Request 1: In the sound quality determination excerpt that follows, list every unit named in the paragraph that begins "The sound quality determination device may further include". Give each unit once, in order of first appearance.

Source excerpt:
— start —
The sound quality determination device may further include an overtone ratio calculation unit calculating an overtone ratio indicating a ratio of a frequency of an overtone with respect to a frequency of a fundamental tone based on the frequency distribution calculated by the frequency distribution calculation unit, and an overtone ratio comparison unit comparing the overtone ratio calculated by the overtone ratio calculation unit and a threshold related to the overtone ratio, wherein the determination unit may determine whether the input sound has the predetermined sound quality based on the result of comparison by the tilt comparison unit and a result of comparison by the overtone ratio comparison unit.
Also, a sound quality determination device of another embodiment of the present invention includes an acquisition unit which acquire an input sound, a frequency distribution calculation unit which calculates a frequency distribution of the input sound acquired by the input sound acquisition unit, an overtone ratio calculation unit which calculates an overtone ratio indicating a ratio of overtone with respect to a fundamental tone based on the frequency distribution calculated by the frequency distribution calculation unit, an overtone ratio comparison unit which compares the overtone ratio calculated by the overtone ratio calculation unit and a threshold related to the overtone ratio, and a determination unit which determines based on a result of comparison by the overtone ratio comparison unit whether the input sound has a predetermined sound quality.
As the threshold related to the tilt or the threshold related to the overtone ratio, a value derived by using a frequency of a fundamental tone in the frequency distribution may be used. These thresholds may be derived from a predetermined arithmetic expression or derived from a lookup table with tilts or overtone ratios and thresholds associated with each other in advance. When the threshold is derived from the predetermined arithmetic expression, the device may further include a parameter changing unit capable of changing a parameter of the arithmetic expression.
Also, the device may further include a selection unit selecting an accompaniment sound to be outputted during an input period of the input sound, and the parameter changing unit may change the parameter based on information associated with the selected accompaniment sound.
In the above-described sound quality determination device, the determination unit may determine that the sound has the predetermined sound quality when the tilt satisfies a predetermined criterion or may determine that the sound has the predetermined sound quality when the tilt continuously satisfies a predetermined criterion for a predetermined time.
— end —
Request 2: Reproduce the entries below from their first line through the line containing "(81, 91), (325, 124)", including both ends. Leave the picture out.

Record set:
— start —
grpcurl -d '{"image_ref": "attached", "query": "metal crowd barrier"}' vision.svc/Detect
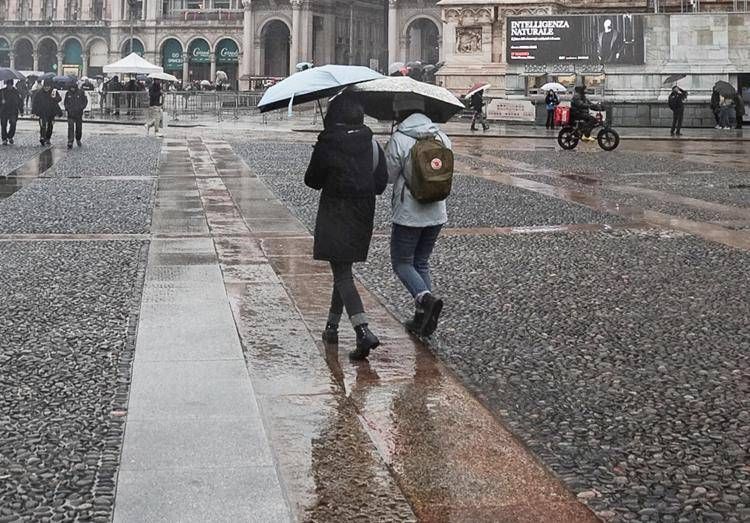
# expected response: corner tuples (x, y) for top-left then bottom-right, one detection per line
(81, 91), (325, 124)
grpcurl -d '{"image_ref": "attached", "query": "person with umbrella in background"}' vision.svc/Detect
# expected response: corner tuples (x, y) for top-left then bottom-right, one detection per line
(0, 78), (23, 145)
(386, 94), (452, 336)
(734, 93), (745, 129)
(65, 82), (89, 149)
(305, 94), (388, 360)
(544, 89), (560, 130)
(469, 89), (490, 131)
(143, 79), (164, 136)
(667, 85), (688, 136)
(31, 78), (62, 145)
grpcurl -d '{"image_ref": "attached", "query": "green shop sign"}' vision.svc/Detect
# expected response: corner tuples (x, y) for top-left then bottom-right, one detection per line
(162, 40), (182, 71)
(188, 40), (211, 64)
(216, 39), (240, 64)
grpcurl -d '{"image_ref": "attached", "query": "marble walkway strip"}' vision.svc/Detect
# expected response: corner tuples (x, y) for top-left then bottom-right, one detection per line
(114, 141), (290, 522)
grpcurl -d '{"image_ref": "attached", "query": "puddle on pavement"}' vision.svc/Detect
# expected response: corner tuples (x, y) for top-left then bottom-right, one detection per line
(0, 147), (64, 204)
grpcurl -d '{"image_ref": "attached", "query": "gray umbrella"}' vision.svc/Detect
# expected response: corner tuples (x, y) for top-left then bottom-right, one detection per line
(714, 80), (737, 98)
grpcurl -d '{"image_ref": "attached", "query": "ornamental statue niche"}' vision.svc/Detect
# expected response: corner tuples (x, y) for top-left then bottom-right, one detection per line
(456, 27), (482, 54)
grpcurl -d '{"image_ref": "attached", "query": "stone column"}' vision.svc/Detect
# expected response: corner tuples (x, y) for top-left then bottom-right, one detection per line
(289, 0), (302, 74)
(240, 0), (255, 89)
(55, 0), (65, 20)
(384, 0), (399, 67)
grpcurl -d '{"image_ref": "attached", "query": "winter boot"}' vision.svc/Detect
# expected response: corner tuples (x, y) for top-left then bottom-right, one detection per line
(420, 293), (443, 336)
(349, 323), (380, 360)
(323, 322), (339, 345)
(404, 310), (424, 336)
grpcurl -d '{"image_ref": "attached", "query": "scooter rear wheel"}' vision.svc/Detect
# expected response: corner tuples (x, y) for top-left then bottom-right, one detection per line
(557, 127), (580, 151)
(596, 129), (620, 151)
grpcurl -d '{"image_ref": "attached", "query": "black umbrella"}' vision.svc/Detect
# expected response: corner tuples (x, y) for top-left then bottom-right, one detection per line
(714, 80), (737, 98)
(663, 74), (687, 85)
(0, 67), (26, 82)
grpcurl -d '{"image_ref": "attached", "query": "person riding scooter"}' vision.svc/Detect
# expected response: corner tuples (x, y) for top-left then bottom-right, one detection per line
(570, 85), (598, 142)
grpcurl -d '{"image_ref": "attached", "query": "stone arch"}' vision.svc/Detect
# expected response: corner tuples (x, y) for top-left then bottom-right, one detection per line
(0, 36), (11, 67)
(36, 36), (60, 73)
(13, 36), (34, 71)
(402, 14), (443, 64)
(260, 17), (292, 76)
(120, 36), (146, 58)
(85, 36), (109, 76)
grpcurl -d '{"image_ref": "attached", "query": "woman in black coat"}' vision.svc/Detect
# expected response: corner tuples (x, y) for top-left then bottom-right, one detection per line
(305, 95), (388, 360)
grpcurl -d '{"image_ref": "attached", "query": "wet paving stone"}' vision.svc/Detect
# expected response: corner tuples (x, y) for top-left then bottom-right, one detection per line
(0, 178), (154, 234)
(50, 134), (161, 178)
(0, 241), (145, 521)
(0, 131), (44, 176)
(358, 231), (750, 521)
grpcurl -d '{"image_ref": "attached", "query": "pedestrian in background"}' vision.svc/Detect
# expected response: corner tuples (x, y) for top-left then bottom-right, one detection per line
(31, 78), (62, 145)
(305, 95), (388, 360)
(719, 96), (734, 131)
(710, 87), (721, 129)
(667, 85), (688, 136)
(734, 93), (745, 129)
(469, 91), (490, 131)
(65, 83), (89, 149)
(144, 80), (164, 135)
(385, 97), (452, 336)
(544, 89), (560, 129)
(0, 80), (24, 145)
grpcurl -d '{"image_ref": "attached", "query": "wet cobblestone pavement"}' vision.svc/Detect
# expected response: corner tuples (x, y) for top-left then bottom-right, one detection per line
(235, 133), (750, 522)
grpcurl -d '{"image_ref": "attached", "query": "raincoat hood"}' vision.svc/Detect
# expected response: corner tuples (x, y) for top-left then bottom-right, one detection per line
(318, 124), (372, 158)
(397, 113), (440, 140)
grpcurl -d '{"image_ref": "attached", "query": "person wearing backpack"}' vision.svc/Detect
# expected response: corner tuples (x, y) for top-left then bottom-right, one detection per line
(667, 85), (688, 136)
(305, 95), (388, 360)
(385, 95), (453, 336)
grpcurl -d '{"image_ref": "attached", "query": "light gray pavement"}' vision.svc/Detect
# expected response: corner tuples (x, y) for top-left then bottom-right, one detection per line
(114, 139), (291, 522)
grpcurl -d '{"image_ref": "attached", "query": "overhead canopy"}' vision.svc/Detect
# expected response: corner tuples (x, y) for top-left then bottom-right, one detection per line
(103, 53), (164, 74)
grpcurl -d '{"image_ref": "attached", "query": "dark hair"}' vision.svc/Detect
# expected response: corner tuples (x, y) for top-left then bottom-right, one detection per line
(323, 94), (365, 128)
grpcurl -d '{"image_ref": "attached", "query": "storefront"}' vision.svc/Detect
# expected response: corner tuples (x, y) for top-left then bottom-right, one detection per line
(0, 38), (10, 67)
(161, 38), (182, 78)
(216, 38), (240, 90)
(188, 38), (213, 81)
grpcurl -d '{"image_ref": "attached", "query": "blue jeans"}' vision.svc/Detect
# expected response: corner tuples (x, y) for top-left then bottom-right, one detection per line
(391, 223), (443, 298)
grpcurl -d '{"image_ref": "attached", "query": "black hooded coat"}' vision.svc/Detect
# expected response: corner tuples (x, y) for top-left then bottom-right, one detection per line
(305, 125), (388, 263)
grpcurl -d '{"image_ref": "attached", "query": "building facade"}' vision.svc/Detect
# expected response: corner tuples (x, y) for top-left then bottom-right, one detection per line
(0, 0), (394, 86)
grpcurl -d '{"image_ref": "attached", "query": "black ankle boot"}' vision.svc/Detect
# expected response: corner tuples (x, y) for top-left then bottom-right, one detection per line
(421, 294), (443, 336)
(349, 323), (380, 360)
(404, 311), (424, 336)
(323, 323), (339, 344)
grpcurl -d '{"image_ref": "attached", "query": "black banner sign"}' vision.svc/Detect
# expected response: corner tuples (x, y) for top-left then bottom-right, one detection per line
(506, 15), (644, 65)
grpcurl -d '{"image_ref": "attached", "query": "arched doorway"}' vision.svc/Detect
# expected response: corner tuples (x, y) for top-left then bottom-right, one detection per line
(37, 38), (57, 73)
(62, 38), (83, 76)
(161, 38), (182, 79)
(86, 40), (109, 77)
(406, 18), (440, 64)
(188, 38), (213, 81)
(0, 38), (10, 67)
(15, 38), (34, 71)
(120, 38), (145, 58)
(262, 20), (291, 76)
(216, 38), (240, 89)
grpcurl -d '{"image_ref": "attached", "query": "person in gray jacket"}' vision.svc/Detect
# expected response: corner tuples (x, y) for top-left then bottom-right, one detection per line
(385, 96), (451, 336)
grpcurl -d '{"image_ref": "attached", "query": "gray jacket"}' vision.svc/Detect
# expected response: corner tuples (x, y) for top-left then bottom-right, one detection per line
(385, 114), (451, 227)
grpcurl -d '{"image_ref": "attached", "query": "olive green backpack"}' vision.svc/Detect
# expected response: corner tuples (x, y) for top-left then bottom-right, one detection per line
(406, 135), (453, 203)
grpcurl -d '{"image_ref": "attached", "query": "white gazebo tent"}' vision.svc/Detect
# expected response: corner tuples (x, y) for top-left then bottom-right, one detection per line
(103, 53), (164, 74)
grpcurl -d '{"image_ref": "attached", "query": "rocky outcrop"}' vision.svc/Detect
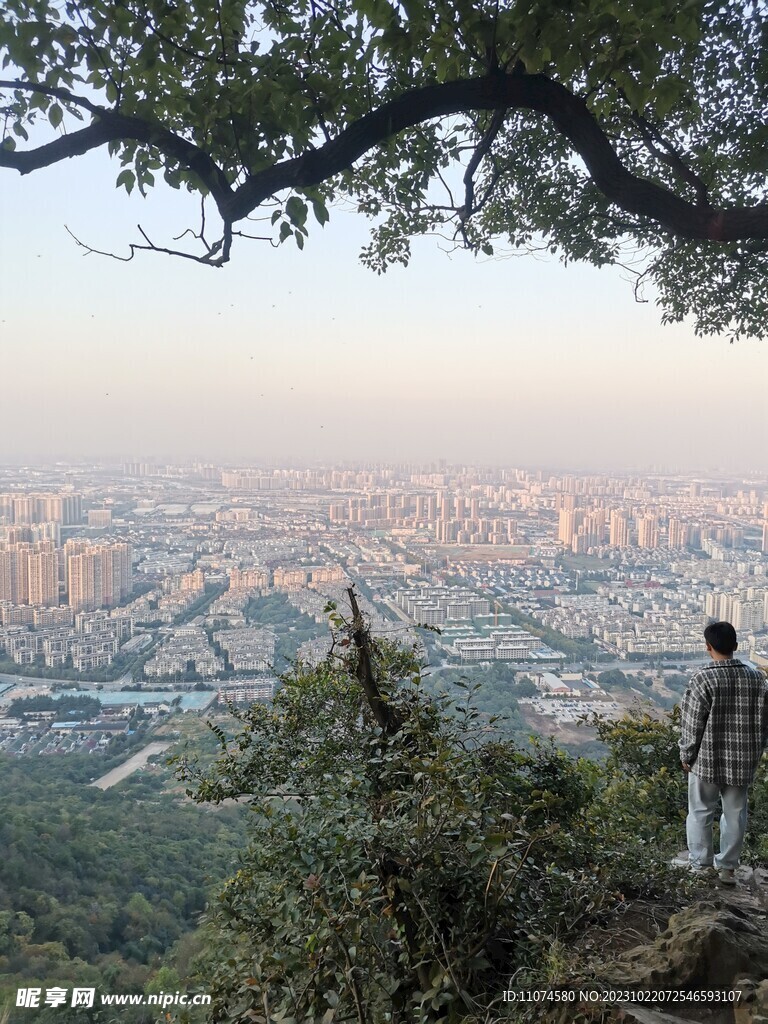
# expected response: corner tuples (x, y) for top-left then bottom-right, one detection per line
(600, 868), (768, 1024)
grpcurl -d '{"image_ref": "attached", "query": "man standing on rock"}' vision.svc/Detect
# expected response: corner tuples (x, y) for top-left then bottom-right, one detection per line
(680, 623), (768, 885)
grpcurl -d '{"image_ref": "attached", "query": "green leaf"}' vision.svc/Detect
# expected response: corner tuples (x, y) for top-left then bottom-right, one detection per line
(115, 167), (136, 196)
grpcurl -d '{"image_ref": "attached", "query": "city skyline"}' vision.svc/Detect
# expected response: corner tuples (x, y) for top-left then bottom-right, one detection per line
(0, 148), (768, 472)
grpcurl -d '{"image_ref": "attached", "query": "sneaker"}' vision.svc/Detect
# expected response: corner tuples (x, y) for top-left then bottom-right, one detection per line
(689, 864), (717, 879)
(670, 854), (715, 878)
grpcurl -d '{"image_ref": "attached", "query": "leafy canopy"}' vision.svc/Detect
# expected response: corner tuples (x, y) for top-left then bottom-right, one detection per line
(0, 0), (768, 336)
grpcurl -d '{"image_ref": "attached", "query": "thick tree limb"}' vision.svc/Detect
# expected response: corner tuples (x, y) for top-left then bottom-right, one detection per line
(347, 587), (402, 735)
(0, 81), (232, 205)
(0, 74), (768, 249)
(228, 75), (768, 242)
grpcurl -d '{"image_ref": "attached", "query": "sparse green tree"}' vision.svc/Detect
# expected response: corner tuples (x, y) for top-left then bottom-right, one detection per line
(0, 0), (768, 335)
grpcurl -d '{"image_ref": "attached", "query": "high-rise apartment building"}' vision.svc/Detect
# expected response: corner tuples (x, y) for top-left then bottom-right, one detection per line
(28, 541), (58, 607)
(609, 509), (630, 548)
(0, 541), (58, 606)
(65, 542), (133, 611)
(667, 516), (688, 548)
(637, 515), (658, 548)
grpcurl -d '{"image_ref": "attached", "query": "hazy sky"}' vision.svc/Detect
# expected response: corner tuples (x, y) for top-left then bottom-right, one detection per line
— end —
Written reply 1:
overtone ratio calculation unit
frequency distribution calculation unit
overtone ratio comparison unit
determination unit
tilt comparison unit

Written reply 2:
grpcurl -d '{"image_ref": "attached", "query": "metal crowd barrier"}' vision.svc/Detect
# expected response: corner tuples (x, y) for top-left then bottom-right, one detection per line
(81, 91), (325, 124)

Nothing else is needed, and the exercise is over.